-- Description of the task --
Can you resume the forum post about the Aerospike connection spikes, picking up right after its final sentence?

-- Passage provided --

++++++++++++++++++++

Firstly I’m not even sure where the best place to post this is, so I’ve put it in here as it’s kinda connected to the PHP Client library (in that it’s something running PHP) but I don’t even know if this is the cause or effect at this stage. I’m tagging @rbotzer and @kporter because I think this may require everyone’s skills ha ha.
Okay, so back story… we’re running Aerospike CE and have been quite successfully for some time now (couple of years) and everything has been hunky dory - however about 3 weeks ago, we updated our configs to make the memory larger and disk space smaller as our use case changed slightly. Once we restarted Aerospike, we ran into a problem about 10 minutes later of large connections and apps struggling with timeouts etc. Thinking this was related to the updates, we reverted the configs and restarted - but the same thing happened and we were noticing strange “sawtooth” patterns in New Relic of the apps accessing aerospike. Connections would steady out at around 800 per node, then every 10 minutes increase to over 5k before slowly coming back down to ~800 again. We brought the cluster down, updated configs for the desired end results (more ram, less disk usage), zeroed out the drives as we had the data and then restarted the cluster - still the same issue occurred.
Now, as an aside, we currently have a CRON job which takes data from MySQL, formats it and syncs it into Aerospike - this runs every 10 minutes and so we naturally thought there was a connection. We stopped the CRON job, and this only re-created the issue with the rising connections etc so instead we reduced the time to 5 minutes and this seemed to alleviate the problem with connections. However, we still see the “sawtooth” pattern in New Relic in terms of response time from Aerospike, but at least this meant the service remained stable.

++++++++++++++++++++

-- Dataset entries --
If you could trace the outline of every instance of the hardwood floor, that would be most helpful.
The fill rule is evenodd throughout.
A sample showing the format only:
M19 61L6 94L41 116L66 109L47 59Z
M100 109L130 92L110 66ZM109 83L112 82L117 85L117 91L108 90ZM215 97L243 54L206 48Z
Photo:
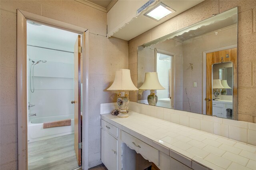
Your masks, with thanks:
M28 143L29 170L71 170L78 168L74 134Z

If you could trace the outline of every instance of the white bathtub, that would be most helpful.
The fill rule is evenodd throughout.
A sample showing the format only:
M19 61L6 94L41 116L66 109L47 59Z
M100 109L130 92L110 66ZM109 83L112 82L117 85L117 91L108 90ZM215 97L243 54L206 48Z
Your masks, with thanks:
M74 114L47 117L29 118L28 125L28 142L45 139L65 135L74 133ZM43 129L43 123L70 119L71 125Z

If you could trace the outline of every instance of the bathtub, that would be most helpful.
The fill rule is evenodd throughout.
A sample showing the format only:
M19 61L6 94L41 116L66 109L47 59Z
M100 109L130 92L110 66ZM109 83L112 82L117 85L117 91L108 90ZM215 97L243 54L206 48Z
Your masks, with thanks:
M47 117L36 117L36 116L33 116L29 117L28 124L28 142L74 133L74 114L70 114ZM43 128L44 123L68 119L71 119L71 126Z

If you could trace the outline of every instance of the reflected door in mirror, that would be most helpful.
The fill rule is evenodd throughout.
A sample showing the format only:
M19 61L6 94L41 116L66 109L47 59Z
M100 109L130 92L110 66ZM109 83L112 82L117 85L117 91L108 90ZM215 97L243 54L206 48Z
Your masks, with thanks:
M206 114L236 119L236 48L206 54Z

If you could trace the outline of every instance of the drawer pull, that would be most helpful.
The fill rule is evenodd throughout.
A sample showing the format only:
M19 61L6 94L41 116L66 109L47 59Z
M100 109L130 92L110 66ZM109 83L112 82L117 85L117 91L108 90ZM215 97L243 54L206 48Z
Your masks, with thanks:
M112 149L112 151L113 152L114 152L114 154L116 154L116 151L114 151L114 150L113 150L113 149Z
M140 147L140 146L139 145L137 145L135 144L135 142L132 142L132 143L133 144L133 145L134 145L134 146L135 147L138 147L140 148L141 148L141 147Z

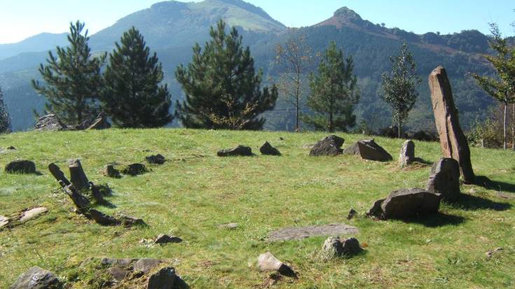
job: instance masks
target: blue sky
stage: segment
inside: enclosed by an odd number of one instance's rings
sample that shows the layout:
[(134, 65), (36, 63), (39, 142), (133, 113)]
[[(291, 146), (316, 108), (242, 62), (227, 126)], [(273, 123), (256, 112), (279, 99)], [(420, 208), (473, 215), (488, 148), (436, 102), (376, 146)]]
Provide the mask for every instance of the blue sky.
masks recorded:
[[(418, 34), (448, 34), (476, 29), (488, 32), (489, 22), (504, 35), (515, 35), (514, 0), (247, 0), (289, 27), (312, 25), (348, 6), (364, 19)], [(86, 22), (90, 34), (118, 19), (149, 7), (158, 0), (2, 0), (0, 43), (13, 43), (41, 32), (68, 30), (70, 21)]]

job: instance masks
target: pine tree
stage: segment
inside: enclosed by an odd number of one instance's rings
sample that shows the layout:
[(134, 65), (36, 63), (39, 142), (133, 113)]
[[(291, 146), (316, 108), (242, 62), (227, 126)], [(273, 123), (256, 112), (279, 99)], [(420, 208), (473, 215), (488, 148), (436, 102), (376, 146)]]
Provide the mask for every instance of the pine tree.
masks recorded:
[(260, 114), (273, 108), (275, 86), (261, 89), (263, 73), (257, 73), (248, 47), (235, 28), (228, 34), (222, 21), (211, 27), (211, 41), (204, 48), (197, 43), (187, 66), (177, 67), (176, 77), (186, 93), (177, 101), (183, 125), (218, 129), (262, 129)]
[(11, 132), (11, 116), (7, 111), (7, 107), (4, 103), (4, 91), (0, 87), (0, 134)]
[(418, 97), (416, 86), (421, 80), (417, 75), (416, 64), (406, 41), (401, 45), (399, 54), (390, 57), (390, 60), (393, 66), (392, 72), (383, 75), (383, 91), (379, 95), (392, 106), (393, 121), (400, 138), (402, 125)]
[(135, 27), (123, 34), (109, 55), (104, 73), (102, 108), (120, 127), (158, 127), (170, 122), (172, 104), (163, 73)]
[(308, 106), (313, 115), (303, 115), (304, 122), (317, 130), (345, 132), (356, 124), (352, 113), (359, 101), (357, 78), (352, 73), (352, 57), (346, 59), (341, 49), (333, 41), (324, 52), (317, 74), (310, 79), (311, 94)]
[(47, 64), (40, 65), (39, 71), (46, 85), (32, 80), (36, 92), (48, 101), (47, 112), (57, 114), (70, 125), (79, 125), (97, 116), (102, 86), (100, 68), (106, 54), (92, 56), (88, 30), (83, 34), (84, 27), (79, 21), (70, 23), (69, 45), (57, 46), (57, 56), (49, 52)]
[[(476, 73), (472, 73), (472, 77), (483, 90), (504, 105), (503, 143), (504, 148), (507, 149), (508, 105), (515, 104), (515, 48), (509, 46), (507, 40), (502, 37), (496, 24), (490, 24), (490, 32), (493, 39), (490, 46), (496, 54), (486, 55), (485, 58), (493, 66), (497, 77), (481, 76)], [(515, 111), (515, 106), (514, 109)], [(515, 146), (513, 148), (515, 149)]]

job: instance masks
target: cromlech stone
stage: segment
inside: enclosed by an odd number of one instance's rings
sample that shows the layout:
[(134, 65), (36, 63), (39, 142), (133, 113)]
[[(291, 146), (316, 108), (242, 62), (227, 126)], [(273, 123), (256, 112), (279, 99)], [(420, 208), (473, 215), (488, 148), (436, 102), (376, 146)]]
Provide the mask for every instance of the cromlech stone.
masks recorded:
[(68, 129), (68, 127), (61, 122), (57, 115), (48, 114), (41, 116), (36, 121), (34, 129), (59, 131)]
[(342, 240), (338, 237), (331, 237), (324, 243), (322, 254), (326, 259), (350, 258), (362, 251), (359, 241), (356, 238)]
[(34, 208), (28, 211), (25, 211), (25, 212), (23, 212), (23, 213), (22, 213), (22, 216), (20, 218), (20, 222), (27, 222), (29, 220), (34, 219), (39, 217), (40, 215), (42, 215), (48, 211), (48, 209), (45, 208), (44, 206), (41, 206), (39, 208)]
[(70, 170), (70, 181), (77, 190), (81, 191), (90, 188), (90, 181), (84, 173), (80, 160), (71, 160), (68, 164), (68, 168)]
[(115, 169), (114, 165), (113, 164), (106, 164), (105, 167), (104, 167), (102, 174), (109, 178), (121, 178), (121, 176), (120, 175), (120, 171)]
[(88, 129), (107, 129), (111, 128), (111, 124), (107, 120), (107, 115), (104, 111), (100, 112)]
[(415, 160), (415, 143), (411, 140), (404, 142), (399, 155), (399, 164), (406, 167)]
[(460, 164), (444, 157), (433, 164), (426, 190), (441, 195), (443, 199), (454, 202), (460, 197)]
[(295, 272), (288, 265), (281, 262), (270, 252), (258, 257), (258, 267), (261, 272), (277, 271), (282, 275), (294, 276)]
[(259, 148), (261, 154), (265, 155), (281, 155), (281, 152), (277, 148), (272, 146), (269, 142), (266, 141), (265, 143)]
[(429, 85), (442, 154), (444, 157), (456, 160), (465, 182), (472, 183), (475, 176), (470, 161), (470, 150), (460, 127), (458, 110), (445, 69), (441, 66), (435, 69), (429, 76)]
[(143, 164), (131, 164), (122, 169), (120, 171), (124, 175), (135, 176), (145, 174), (149, 170), (146, 169), (146, 167)]
[(359, 231), (357, 227), (345, 224), (294, 227), (281, 229), (271, 232), (268, 235), (268, 241), (302, 240), (311, 237), (356, 234)]
[(401, 189), (392, 192), (384, 200), (374, 202), (367, 216), (379, 219), (408, 219), (438, 213), (440, 194), (423, 189)]
[(36, 174), (36, 164), (29, 160), (15, 160), (6, 165), (8, 174)]
[(20, 276), (10, 289), (57, 289), (60, 282), (50, 271), (33, 267)]
[(388, 162), (393, 160), (392, 155), (376, 143), (373, 139), (359, 141), (345, 148), (343, 153), (345, 155), (356, 155), (364, 160), (378, 162)]
[(145, 160), (151, 164), (163, 164), (166, 162), (165, 157), (160, 154), (146, 157)]
[(219, 150), (217, 153), (219, 157), (251, 157), (252, 149), (245, 146), (238, 146), (234, 148)]
[(310, 151), (310, 156), (322, 157), (329, 156), (334, 157), (341, 155), (343, 150), (341, 146), (343, 146), (345, 139), (335, 136), (331, 135), (327, 136), (324, 139), (319, 141), (315, 143)]

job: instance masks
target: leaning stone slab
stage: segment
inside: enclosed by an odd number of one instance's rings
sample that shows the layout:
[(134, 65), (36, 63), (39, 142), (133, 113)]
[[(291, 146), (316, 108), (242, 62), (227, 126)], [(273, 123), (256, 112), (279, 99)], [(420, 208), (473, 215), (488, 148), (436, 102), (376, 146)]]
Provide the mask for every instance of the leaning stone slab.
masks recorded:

++++++++++++++++++++

-- Result for this task --
This brings me on to the main issue we are having now. If we stop the CRON running the sync to Aerospike, at almost exactly the 10 minute mark, the connection rates increase massively (up to ~5k) and the whole system grinds to a halt, the apps time out, connections can’t be made etc and the whole platform will eventually die. If we start the CRON again and run a sync, the connections slowly drop and everything carries on as normal - which is why this is the strangest thing I’ve ever seen. I’m basically asking for your help in being able to debug how turning OFF a CRON job accessing Aerospike actually breaks aerospike, almost in 10 minutes cycles. I understand this is almost completely “I have no idea without looking” kind of scenario, but it’s the “looking” bit we need help with.
I’ve upped the log level, checked it and can’t immediately see anything obvious, no errors or anything. Does aerospike do anything in 10 minute cycles like GC etc which could cause this (and is reset by something accessing Aerospike)? We’ve updated to the latest version of both client (3.4.14) and server (188.8.131.52) now and still the same The cron accesses via PHP-CLI and the app servers are running PHP-FPM
I really hope you guys can help me in tracking down possible errors or symptoms, really appreciate the support.